> Texto de lectura:
La cinta es tan obvia en su desconstrucción sobre un pasado glorioso que quiere ser criticado (o no, las pocas secuencias de diálogo dan a entender que el patronazgo era tal vez la mejor forma de vivir que tenían estos trabajadores), debido a la ya demasiado usada metáfora de la destrucción o desaparición del lugar para ser reemplazado por “lo nuevo”, que en esta cinta resulta ser el elemento más oscuro y que seguramente podría haberle dado finalmente un poco mas de peso, ya que pareciera que de un momento a otro un grupo de personas empiezan a destrozar y llevarse cosas mientras el viejo mayordomo los mira y busca a su patrón en búsqueda de una silenciosa aprobación.
La contemplación de los planos, su longitud, el juego con la fotografía y cómo dos personajes se van acercando a medida que el mundo parece derrumbarse alrededor de ellos recuerda a la última cinta del director Béla Tarr, A torinoi loi (2011), pero se encuentran en niveles completamente diferentes de registros, ya que la longitud de los planos en la cinta chilena apenas sirve de algo más de exploración que el de alargar la cinta a una duración decente, mientras que en la cinta del maestro húngaro, la misma forma en que la cinta parece cortarse debido a la longitud del plano, da lugar a una metáfora de cómo el fin del cine da paso al fin del mundo tal como lo conocen, el mundo se vuelve oscuro, justo en el momento en que las luces del cine se encienden.
Los momentos más interesantes y primordiales para sacarle algo de valor a la cinta vienen en los breves intercambios de diálogos entre el mayordomo y el patrón, y finalmente entre el mayordomo y quien creo podría ser su hijo, a quien no ha visto en mucho tiempo. Estos diálogos entregan algo parecido a un colchón temático, una especie de tranquilidad, una voz del más allá entre el ruido blanco que viene de los movimientos de la destrucción de la casa, los diálogos en sí no son la gran cosa, pero la forma en que son grabados y dichos dicen algo acerca de lo que quiere tratarse la película, y eso es de agradecerse cuando uno se encuentra en medio de una nada indistinguible de grises y negros, donde todo ya parece ser lo mismo, y la contemplación y el silencio no son suficientes para darse aires de profundidad cinematográfica.

> Tu tarea A:
Según la reseña, ¿a qué película de Béla Tarr recuerda la cinta?
> Tu tarea B:
Cambia "mayordomo" por "sirviente" en el fragmento de la reseña que va de "Los momentos más" a "de profundidad cinematográfica.".
> Tu tarea C:
Resume en forma de lista el párrafo de la reseña que empieza con "Los momentos más interesantes", sin dejar fuera sus datos principales.

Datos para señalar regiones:

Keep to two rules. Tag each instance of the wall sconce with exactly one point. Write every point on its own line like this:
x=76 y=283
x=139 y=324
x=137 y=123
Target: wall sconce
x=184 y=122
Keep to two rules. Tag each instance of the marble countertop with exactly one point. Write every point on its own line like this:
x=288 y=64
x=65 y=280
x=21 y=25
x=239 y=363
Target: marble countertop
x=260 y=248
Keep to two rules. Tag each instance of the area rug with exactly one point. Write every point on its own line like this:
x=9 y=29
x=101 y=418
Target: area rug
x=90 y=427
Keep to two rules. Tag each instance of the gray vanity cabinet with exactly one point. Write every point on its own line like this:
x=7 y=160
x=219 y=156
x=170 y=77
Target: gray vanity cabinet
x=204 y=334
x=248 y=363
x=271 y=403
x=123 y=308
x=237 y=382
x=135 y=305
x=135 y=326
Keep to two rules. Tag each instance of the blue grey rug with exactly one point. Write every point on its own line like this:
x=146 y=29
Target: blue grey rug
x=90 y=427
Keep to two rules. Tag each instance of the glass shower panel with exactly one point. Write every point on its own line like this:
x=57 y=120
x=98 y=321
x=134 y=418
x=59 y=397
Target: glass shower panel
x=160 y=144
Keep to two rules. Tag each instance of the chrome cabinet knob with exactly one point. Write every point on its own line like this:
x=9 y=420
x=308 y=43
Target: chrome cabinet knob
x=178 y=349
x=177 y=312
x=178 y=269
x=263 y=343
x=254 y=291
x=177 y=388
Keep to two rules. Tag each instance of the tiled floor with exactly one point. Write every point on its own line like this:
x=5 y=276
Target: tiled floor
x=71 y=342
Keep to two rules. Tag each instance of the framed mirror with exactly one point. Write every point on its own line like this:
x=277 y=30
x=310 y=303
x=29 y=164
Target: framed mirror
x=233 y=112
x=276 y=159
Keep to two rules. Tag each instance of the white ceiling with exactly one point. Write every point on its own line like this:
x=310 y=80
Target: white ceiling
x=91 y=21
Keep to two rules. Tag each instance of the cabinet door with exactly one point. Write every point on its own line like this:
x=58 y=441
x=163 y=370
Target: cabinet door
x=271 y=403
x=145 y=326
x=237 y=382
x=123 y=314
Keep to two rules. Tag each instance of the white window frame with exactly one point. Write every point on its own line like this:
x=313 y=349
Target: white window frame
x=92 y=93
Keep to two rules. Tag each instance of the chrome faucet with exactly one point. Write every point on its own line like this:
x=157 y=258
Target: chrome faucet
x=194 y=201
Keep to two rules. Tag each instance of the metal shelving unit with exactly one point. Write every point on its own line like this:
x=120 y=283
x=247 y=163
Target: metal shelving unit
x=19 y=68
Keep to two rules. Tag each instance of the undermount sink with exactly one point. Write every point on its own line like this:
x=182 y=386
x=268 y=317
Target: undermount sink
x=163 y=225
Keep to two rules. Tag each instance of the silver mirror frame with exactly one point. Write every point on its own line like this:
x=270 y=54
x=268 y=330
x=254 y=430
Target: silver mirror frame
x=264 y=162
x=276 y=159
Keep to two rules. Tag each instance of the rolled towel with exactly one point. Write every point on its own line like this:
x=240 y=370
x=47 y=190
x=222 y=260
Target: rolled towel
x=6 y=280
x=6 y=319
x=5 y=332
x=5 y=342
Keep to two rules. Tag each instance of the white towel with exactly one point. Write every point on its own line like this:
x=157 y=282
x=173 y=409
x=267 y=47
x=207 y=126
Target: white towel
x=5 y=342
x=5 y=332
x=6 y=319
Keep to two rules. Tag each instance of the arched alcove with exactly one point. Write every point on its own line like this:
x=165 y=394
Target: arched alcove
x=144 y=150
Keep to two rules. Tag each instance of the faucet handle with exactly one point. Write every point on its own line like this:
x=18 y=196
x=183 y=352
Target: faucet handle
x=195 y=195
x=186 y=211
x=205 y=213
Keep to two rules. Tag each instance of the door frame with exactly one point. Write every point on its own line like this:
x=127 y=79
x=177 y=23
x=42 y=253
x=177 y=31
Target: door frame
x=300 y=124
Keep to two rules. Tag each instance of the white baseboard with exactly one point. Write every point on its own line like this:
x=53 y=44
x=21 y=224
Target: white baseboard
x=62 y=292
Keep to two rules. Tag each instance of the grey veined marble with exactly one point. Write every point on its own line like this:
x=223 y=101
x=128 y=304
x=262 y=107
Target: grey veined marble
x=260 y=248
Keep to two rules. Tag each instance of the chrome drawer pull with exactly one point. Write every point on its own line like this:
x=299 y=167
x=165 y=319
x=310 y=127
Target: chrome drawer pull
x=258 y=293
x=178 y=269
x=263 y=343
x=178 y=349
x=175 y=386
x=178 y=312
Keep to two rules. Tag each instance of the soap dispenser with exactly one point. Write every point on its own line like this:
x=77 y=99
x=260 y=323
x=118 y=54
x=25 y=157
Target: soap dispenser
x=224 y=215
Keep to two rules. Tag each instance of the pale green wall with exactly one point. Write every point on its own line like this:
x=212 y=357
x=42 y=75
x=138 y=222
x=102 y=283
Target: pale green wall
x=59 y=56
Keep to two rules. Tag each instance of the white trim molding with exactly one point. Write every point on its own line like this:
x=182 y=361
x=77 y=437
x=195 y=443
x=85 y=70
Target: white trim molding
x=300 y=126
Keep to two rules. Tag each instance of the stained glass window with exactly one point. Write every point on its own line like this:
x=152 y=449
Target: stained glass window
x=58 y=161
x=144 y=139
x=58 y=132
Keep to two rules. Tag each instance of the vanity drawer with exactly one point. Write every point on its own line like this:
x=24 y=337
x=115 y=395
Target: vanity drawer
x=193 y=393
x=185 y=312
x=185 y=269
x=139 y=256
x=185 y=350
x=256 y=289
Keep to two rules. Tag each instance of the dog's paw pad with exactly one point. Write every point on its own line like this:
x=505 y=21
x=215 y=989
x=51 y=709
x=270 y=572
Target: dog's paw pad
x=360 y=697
---
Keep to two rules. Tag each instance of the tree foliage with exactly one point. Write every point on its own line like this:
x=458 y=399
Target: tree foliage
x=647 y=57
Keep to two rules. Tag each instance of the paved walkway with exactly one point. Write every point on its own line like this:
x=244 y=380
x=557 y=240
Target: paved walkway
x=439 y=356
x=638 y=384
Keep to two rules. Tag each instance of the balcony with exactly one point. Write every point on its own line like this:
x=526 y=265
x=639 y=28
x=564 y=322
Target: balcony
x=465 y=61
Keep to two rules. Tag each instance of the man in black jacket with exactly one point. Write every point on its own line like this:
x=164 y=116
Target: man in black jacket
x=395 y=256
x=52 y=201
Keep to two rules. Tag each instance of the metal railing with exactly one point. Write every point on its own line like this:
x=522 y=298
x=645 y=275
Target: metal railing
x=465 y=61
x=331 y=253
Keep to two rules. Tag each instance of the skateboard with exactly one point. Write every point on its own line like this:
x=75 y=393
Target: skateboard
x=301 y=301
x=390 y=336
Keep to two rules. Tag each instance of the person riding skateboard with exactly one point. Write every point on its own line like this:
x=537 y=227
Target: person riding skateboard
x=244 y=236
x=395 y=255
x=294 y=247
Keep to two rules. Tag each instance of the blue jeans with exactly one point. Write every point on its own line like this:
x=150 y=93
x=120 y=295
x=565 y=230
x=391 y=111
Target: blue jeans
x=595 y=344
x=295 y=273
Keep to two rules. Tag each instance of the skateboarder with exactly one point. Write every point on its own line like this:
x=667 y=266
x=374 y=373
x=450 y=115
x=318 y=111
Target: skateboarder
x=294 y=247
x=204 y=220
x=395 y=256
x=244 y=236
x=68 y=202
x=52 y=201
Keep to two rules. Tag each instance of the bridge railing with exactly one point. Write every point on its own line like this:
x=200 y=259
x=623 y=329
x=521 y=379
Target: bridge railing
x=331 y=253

> Solución A:
A A torinoi loi (2011).

> Solución B:
Los momentos más interesantes y primordiales para sacarle algo de valor a la cinta vienen en los breves intercambios de diálogos entre el sirviente y el patrón, y finalmente entre el sirviente y quien creo podría ser su hijo, a quien no ha visto en mucho tiempo. Estos diálogos entregan algo parecido a un colchón temático, una especie de tranquilidad, una voz del más allá entre el ruido blanco que viene de los movimientos de la destrucción de la casa, los diálogos en sí no son la gran cosa, pero la forma en que son grabados y dichos dicen algo acerca de lo que quiere tratarse la película, y eso es de agradecerse cuando uno se encuentra en medio de una nada indistinguible de grises y negros, donde todo ya parece ser lo mismo, y la contemplación y el silencio no son suficientes para darse aires de profundidad cinematográfica.

> Solución C:
- Lo más valioso de la cinta son los breves diálogos entre el mayordomo y el patrón. Al final hay otro entre el mayordomo y quien podría ser su hijo, al que no ve hace mucho tiempo.
- Esos diálogos dan un colchón temático y cierta tranquilidad en medio del ruido de la destrucción de la casa.
- En sí no son gran cosa, pero la forma en que se graban y se dicen muestra de qué quiere tratar la película.
- Eso se agradece en medio de tantos grises y negros, donde todo parece lo mismo y la contemplación y el silencio no bastan para dar profundidad.